*** DATA ROWS ***
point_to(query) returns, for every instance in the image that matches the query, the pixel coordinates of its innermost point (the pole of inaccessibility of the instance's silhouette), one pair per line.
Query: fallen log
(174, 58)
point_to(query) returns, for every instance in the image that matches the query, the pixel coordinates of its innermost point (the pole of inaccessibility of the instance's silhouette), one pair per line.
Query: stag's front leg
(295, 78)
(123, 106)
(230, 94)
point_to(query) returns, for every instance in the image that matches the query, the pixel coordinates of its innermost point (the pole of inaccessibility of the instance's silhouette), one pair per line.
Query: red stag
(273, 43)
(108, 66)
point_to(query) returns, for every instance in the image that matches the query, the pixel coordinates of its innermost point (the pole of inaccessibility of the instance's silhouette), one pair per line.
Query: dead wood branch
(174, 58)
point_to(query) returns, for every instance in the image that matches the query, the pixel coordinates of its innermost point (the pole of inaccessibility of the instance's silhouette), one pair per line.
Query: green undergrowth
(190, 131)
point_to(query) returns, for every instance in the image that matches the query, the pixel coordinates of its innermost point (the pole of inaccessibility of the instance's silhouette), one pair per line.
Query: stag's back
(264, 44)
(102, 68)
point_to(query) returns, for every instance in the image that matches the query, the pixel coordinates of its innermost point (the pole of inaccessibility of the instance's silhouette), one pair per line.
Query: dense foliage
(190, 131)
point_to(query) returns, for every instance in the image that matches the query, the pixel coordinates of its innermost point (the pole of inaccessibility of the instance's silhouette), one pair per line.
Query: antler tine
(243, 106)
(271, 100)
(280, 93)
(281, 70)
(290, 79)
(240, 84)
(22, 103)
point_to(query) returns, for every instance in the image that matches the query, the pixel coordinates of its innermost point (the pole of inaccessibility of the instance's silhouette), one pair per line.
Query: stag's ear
***
*** DATA ROWS ***
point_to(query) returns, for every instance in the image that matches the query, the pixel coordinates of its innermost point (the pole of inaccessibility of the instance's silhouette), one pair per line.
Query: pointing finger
***
*** DATA ROWS ***
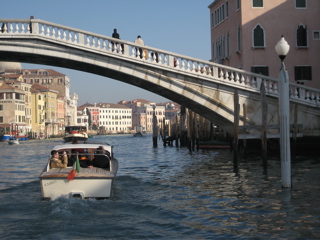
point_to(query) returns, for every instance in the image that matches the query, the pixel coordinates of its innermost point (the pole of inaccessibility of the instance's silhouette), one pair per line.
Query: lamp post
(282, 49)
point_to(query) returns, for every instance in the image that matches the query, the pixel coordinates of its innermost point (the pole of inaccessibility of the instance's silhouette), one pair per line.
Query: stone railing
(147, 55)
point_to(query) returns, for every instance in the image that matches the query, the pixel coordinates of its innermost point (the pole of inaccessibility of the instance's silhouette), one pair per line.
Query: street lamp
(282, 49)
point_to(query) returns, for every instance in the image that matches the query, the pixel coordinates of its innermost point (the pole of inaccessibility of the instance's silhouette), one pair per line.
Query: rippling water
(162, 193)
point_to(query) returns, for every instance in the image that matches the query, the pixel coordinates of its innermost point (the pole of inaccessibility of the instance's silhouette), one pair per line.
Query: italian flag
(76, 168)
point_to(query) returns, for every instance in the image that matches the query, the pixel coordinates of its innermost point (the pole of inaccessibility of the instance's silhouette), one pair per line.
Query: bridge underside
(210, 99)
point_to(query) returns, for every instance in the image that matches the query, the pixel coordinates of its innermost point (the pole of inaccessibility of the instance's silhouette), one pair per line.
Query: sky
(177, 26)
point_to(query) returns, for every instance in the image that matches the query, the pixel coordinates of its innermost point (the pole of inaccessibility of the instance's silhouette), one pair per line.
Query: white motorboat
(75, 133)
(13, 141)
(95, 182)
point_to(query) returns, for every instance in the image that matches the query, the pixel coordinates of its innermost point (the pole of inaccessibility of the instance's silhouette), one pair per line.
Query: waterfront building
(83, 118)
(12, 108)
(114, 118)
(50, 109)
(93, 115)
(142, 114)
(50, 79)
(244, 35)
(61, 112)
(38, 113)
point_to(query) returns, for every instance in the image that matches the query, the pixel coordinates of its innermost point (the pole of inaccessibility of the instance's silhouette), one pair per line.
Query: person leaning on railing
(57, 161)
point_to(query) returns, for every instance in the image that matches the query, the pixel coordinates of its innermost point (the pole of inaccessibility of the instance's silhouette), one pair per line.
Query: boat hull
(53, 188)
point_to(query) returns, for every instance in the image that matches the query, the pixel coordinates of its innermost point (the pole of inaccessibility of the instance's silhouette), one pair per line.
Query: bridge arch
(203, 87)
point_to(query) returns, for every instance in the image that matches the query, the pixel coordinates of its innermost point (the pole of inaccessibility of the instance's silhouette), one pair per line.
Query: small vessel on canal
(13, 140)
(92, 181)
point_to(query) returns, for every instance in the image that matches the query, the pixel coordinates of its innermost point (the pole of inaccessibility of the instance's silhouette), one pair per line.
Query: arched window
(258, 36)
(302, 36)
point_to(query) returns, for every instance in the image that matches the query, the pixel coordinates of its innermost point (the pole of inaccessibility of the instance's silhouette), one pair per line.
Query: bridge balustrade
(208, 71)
***
- [TO DO] Count the lines in the records above that contain the word "bridge", treating case as significant. Give only the number.

- [RESULT FOR THIS EXERCISE] 3